Projection is often associated with negative emotions, but projection of positive emotions occurs all the time as well. For instance, people often give someone the benefit of the doubt even though reality has proven that the person probably doesn't deserve it. Or they may feel someone just doesn't understand the situation because they themselves would not behave the same way in the same situation if they understood. It is for this reason that we could say projection is really the opposite of empathy. Empathy is the accurate understanding of another person's feelings. It is seeing how others feel. Projection is seeing how you feel. This is one reason it's important to assess people based on what they are actually doing and actually saying, not what you think these things mean. Behavior truly does speak for itself.
Projection is toxic and harmful because not only does it prevent people from truly seeing each other, it can be very confusing and frustrating to try and defend things you don't feel or aren't doing. Or on the flip side, if you are the one projecting, it can be hurtful when people don't act or react how you believed they would.
Deflection is when someone changes the subject of a conversation to something else because the original topic is one they are trying to avoid. This can occur in many different ways: twisting the focus of the conversation to the other person, arguing semantics and meanings of words so that the conversation cannot proceed, constant interruptions, asking the same question over and over again, making circular arguments or points that go nowhere, deliberately misinterpreting what's been said, playing dumb and/or pretending not to understand, strawmanning (pretending someone has made a point they didn't or holds a position that they don't and attacking that), and much more. Deflection is very toxic because it creates a situation where the other person never feels heard and nothing can ever be addressed or resolved. It breaks communication down completely.

**Try it**
Carry on the passage about projection and deflection, picking up right after its final sentence.

**Data extract**
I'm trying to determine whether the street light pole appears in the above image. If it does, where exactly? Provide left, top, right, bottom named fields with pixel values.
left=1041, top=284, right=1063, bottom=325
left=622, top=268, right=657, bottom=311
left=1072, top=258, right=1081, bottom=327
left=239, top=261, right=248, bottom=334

**Written answer**
Dogwhistling is when someone makes comments to a group of people that have a different meaning to a specific person in the group. For example, a person may make what seem like innocent or innocuous comments at a party but which actually have a threatening meaning for their spouse. This is a term we usually see in politics, but it is often done in relationships as well. A person may bring up a topic, name, story, or example in a group atmosphere that is designed to trigger, harass, upset, or embarrass the other person, even though those in attendance don't realize this is happening. So-called "vagueposting" on social media can fall into this category as well, if it is known that the intended target will see it and will know it's about them, thereby causing them embarrassment or to be upset.
"Dogwhistling" got its name from a dogwhistle, because everyone can see you using the whistle, but only specific targets can hear it. Dogwhistling is often about control, but can also be about passive-aggressively trying to punish or get back at someone. It is insidious and toxic behavior. It isn't talked about very often as far as how it pertains to relationships but I'm betting many people recognize it, even if they didn't know what it was called.
So there you have it. Six of the more common behaviors that toxic people use. There are of course many others, like triangulation, smear campaigning, hoovering, and more, but the more we learn about them, the better prepared we are.
This content is accurate and true to the best of the author’s knowledge and is not meant to substitute for formal and individualized advice from a qualified professional.